● **Excerpts of location labeling data**
— Start —
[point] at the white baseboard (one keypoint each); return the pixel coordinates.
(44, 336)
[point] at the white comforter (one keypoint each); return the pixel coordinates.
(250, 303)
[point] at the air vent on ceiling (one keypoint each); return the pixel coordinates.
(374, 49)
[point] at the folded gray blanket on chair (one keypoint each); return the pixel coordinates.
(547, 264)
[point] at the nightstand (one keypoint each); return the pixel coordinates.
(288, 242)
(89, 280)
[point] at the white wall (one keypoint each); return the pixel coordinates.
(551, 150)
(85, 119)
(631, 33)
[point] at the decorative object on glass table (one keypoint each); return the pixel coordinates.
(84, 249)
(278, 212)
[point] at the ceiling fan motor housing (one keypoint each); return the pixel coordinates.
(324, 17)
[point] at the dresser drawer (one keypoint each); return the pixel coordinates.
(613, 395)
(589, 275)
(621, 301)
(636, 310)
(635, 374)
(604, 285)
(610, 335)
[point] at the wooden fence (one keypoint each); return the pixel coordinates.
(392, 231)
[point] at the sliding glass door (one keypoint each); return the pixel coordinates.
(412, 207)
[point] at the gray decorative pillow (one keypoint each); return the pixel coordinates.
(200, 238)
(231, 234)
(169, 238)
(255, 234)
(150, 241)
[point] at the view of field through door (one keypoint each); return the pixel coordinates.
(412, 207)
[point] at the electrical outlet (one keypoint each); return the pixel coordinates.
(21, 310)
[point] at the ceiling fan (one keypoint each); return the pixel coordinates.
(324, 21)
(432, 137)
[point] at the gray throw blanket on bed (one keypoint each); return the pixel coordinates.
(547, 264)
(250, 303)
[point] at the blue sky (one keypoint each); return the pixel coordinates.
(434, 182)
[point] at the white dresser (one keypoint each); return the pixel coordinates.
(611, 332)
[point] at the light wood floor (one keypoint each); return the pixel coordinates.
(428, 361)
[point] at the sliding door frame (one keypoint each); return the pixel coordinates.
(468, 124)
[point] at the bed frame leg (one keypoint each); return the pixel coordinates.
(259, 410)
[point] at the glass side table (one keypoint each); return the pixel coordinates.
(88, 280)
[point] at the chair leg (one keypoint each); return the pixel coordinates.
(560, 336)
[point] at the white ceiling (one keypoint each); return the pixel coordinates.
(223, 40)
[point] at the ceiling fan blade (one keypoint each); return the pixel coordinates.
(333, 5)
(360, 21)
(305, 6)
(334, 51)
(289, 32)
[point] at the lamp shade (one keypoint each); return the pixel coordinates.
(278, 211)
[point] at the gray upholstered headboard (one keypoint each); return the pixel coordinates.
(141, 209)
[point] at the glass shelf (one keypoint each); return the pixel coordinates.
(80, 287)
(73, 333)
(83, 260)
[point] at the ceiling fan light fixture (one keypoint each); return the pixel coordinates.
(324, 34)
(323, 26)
— End —
Everything from the line containing "[point] at the white ceiling" to the end of the data above should be quoted exactly, please, both ends included, and nothing outside that span.

[point] at the white ceiling (one keypoint each); return the pixel coordinates.
(223, 40)
[point] at the ceiling fan blade (one keypoint each); return the pixel coordinates.
(333, 5)
(360, 21)
(305, 6)
(334, 51)
(289, 32)
[point] at the lamp shade (one keypoint each); return the pixel coordinates.
(278, 211)
[point] at the gray upholstered headboard (one keypoint each); return the pixel coordinates.
(141, 209)
[point] at the glass shelf (one keypoint each); return the pixel coordinates.
(80, 287)
(73, 333)
(83, 260)
[point] at the ceiling fan light fixture (one keypoint each); return the pixel coordinates.
(324, 34)
(323, 26)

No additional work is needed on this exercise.